(Saved entries)
########################################

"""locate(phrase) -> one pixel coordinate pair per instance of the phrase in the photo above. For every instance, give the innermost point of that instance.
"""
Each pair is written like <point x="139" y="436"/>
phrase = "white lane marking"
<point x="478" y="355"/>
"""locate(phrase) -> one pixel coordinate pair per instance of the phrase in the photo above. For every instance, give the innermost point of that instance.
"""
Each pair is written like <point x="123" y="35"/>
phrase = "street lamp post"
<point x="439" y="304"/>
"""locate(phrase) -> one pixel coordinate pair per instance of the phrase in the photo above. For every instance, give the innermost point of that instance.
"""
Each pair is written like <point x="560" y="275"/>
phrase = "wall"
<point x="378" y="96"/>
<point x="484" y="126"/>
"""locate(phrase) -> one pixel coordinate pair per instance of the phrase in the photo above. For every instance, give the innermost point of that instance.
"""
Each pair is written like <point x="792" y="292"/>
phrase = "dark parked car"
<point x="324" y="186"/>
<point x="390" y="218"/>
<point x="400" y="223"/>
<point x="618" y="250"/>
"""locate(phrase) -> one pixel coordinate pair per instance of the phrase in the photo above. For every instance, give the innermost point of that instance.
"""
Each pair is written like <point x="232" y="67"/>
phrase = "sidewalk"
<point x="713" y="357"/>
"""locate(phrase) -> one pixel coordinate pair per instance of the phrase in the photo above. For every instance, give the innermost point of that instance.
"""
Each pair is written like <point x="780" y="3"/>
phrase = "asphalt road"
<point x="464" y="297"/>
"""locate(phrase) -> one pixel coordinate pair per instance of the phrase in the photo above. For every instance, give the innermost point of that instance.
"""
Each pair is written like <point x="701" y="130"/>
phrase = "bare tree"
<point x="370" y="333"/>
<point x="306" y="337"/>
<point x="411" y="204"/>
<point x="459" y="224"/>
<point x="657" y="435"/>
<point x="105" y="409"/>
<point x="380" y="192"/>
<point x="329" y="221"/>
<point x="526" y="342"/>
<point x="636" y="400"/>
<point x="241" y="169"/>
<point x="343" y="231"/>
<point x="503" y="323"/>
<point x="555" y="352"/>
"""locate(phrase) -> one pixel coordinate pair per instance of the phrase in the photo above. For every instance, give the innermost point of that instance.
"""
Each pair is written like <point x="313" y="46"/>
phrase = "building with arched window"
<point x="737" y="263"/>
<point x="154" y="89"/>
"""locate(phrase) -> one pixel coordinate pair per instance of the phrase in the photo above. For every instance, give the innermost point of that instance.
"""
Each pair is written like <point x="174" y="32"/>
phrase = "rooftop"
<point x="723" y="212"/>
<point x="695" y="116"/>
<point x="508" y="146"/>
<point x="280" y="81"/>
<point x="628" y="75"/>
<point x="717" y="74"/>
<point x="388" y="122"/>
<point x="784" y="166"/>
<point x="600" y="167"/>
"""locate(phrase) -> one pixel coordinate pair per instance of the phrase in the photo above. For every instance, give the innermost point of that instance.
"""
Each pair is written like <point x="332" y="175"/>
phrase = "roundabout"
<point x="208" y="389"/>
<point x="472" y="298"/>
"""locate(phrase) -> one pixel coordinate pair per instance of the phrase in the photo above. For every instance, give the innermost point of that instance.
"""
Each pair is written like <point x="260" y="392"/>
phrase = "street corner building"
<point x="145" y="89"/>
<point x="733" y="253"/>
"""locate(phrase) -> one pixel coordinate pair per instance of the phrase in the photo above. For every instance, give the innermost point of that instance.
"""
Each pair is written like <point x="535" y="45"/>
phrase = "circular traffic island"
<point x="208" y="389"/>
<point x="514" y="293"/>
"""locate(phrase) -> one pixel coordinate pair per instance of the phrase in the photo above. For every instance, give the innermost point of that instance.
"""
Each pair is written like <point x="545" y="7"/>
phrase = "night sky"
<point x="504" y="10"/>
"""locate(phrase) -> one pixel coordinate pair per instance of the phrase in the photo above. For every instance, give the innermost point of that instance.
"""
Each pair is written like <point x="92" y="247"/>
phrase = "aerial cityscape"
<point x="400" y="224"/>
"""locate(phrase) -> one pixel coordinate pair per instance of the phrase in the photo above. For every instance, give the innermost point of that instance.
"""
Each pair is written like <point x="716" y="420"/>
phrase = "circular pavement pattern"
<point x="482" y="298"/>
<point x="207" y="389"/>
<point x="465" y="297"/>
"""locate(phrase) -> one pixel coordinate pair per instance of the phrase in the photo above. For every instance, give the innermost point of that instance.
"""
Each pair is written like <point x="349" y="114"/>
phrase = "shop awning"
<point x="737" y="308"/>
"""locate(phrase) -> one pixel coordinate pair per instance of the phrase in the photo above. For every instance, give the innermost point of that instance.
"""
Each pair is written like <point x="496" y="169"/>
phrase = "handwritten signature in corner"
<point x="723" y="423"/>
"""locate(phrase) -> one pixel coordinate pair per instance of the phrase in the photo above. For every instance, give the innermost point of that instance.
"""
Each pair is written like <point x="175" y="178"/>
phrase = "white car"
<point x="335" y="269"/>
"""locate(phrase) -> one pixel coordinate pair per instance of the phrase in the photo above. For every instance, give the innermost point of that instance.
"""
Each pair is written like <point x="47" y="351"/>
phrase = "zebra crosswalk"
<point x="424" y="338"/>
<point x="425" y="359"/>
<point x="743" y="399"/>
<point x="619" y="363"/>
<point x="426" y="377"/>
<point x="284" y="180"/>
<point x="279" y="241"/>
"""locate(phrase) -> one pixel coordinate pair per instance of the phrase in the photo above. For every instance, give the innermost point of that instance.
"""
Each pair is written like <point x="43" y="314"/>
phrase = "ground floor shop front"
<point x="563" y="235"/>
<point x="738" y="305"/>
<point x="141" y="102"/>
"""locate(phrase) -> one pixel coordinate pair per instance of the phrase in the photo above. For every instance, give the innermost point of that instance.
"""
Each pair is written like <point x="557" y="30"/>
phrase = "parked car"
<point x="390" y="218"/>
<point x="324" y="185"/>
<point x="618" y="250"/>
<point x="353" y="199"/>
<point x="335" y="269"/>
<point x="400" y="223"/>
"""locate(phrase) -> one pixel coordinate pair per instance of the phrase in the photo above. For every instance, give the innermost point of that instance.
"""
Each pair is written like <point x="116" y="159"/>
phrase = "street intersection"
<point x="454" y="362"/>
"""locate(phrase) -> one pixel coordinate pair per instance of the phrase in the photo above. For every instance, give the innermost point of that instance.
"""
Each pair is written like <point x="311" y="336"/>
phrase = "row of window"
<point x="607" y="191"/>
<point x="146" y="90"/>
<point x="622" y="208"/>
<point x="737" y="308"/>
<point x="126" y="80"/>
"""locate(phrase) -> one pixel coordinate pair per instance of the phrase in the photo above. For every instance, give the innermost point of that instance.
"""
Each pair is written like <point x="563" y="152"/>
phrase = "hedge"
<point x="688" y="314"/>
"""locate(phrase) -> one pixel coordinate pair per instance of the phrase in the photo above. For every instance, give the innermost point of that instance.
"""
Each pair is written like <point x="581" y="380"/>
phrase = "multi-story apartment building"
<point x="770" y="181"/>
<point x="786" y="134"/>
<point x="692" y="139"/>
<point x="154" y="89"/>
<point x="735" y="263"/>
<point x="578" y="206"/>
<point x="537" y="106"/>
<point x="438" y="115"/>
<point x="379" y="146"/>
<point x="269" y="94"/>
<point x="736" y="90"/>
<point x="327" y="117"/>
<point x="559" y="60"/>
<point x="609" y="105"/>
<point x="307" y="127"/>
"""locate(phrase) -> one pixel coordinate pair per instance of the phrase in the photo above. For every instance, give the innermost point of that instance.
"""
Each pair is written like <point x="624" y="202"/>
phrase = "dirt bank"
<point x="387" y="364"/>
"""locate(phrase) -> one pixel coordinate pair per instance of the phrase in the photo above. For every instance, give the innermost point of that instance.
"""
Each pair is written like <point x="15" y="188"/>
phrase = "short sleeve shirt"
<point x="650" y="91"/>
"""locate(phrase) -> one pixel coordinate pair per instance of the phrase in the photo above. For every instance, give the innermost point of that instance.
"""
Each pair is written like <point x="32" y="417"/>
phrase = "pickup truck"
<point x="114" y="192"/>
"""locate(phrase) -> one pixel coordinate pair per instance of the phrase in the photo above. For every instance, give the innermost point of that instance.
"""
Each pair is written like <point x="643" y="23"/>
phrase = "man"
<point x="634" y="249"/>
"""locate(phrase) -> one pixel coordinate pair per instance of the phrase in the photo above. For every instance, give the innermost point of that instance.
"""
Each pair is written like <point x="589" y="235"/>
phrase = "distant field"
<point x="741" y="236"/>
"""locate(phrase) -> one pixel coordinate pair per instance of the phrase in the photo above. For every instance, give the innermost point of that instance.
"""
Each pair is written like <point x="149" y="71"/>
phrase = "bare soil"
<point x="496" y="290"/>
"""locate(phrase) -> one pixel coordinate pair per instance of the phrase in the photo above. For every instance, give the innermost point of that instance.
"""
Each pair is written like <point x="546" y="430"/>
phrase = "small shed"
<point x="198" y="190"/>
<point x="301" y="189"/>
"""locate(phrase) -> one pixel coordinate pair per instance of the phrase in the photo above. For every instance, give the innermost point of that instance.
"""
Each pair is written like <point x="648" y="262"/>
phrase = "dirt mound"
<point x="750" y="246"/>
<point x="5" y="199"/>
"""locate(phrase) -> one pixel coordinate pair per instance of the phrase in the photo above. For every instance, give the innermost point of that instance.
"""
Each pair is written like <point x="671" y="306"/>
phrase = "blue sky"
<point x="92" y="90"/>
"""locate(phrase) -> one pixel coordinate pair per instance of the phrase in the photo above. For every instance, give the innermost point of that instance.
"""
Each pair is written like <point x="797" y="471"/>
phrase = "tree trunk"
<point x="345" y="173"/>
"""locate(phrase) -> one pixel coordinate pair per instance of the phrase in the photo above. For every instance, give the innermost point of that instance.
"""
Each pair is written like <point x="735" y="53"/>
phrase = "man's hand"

########################################

Direction:
Copy every line of the listing above that contains the word "street", matching case exactly.

The solution:
phrase = "street lamp post"
phrase = "street corner building"
phrase = "street intersection"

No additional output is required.